▸ EXERCISE TASK: Give the data from the line containing "Q: Point to" through the end of the data as a numbered list, skipping blank lines.

▸ Collection entries:
==================================================

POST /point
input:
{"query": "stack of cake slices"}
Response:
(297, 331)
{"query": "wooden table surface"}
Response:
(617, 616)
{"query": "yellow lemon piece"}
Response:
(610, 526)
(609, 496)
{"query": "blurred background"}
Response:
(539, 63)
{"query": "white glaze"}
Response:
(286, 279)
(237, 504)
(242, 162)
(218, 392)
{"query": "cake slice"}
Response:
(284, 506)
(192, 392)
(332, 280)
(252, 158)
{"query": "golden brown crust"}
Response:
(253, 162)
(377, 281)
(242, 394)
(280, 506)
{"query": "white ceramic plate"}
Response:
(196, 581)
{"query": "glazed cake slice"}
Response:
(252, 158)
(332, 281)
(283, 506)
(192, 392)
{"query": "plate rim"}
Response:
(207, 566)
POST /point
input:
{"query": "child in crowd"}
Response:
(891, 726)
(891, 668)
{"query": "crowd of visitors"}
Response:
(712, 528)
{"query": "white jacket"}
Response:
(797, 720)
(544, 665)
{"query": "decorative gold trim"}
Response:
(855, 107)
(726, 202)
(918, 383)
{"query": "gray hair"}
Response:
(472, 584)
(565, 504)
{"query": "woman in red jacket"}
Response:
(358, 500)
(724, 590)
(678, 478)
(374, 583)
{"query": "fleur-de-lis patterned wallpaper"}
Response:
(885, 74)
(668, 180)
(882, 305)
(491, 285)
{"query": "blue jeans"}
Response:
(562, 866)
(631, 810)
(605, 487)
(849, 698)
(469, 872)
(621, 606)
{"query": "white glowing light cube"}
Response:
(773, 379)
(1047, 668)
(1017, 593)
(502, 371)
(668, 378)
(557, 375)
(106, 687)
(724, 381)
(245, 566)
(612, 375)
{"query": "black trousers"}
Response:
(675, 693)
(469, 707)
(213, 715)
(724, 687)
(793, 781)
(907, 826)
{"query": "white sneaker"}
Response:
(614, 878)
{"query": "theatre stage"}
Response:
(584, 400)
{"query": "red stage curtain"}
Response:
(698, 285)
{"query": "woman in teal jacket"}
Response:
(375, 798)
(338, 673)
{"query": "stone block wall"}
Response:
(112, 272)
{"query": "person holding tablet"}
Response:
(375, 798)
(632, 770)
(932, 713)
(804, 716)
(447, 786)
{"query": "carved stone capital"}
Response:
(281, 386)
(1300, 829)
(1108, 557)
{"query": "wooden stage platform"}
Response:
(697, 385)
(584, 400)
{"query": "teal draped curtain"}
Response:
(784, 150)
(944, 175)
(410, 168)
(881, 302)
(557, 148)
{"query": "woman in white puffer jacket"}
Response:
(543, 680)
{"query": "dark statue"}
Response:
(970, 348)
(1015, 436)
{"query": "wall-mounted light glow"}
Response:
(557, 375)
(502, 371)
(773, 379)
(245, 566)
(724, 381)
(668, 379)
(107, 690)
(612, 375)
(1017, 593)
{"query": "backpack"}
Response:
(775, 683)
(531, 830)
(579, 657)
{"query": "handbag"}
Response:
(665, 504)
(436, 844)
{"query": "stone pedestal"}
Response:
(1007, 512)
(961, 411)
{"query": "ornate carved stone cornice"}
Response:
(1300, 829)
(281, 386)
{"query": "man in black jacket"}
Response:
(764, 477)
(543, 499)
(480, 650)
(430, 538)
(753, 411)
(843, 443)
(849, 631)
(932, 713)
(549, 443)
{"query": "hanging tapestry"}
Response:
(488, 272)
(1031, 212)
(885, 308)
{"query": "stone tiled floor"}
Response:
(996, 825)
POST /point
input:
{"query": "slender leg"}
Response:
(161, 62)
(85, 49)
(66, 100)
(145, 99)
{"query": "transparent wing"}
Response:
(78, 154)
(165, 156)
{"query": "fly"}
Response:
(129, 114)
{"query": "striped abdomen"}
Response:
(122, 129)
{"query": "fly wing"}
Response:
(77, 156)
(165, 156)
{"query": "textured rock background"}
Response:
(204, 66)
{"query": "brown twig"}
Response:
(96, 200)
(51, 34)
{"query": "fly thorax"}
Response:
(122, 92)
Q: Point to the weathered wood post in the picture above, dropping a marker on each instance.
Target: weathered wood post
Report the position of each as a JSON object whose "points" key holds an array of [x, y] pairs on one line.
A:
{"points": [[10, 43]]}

==================================================

▸ EXPECTED ANSWER:
1. Q: Point to the weathered wood post in the picture above, dropping a marker on each instance.
2. Target: weathered wood post
3. Report the position of each as a JSON object whose "points" key holds an array of [x, y] pairs on one line.
4. A:
5. {"points": [[10, 43]]}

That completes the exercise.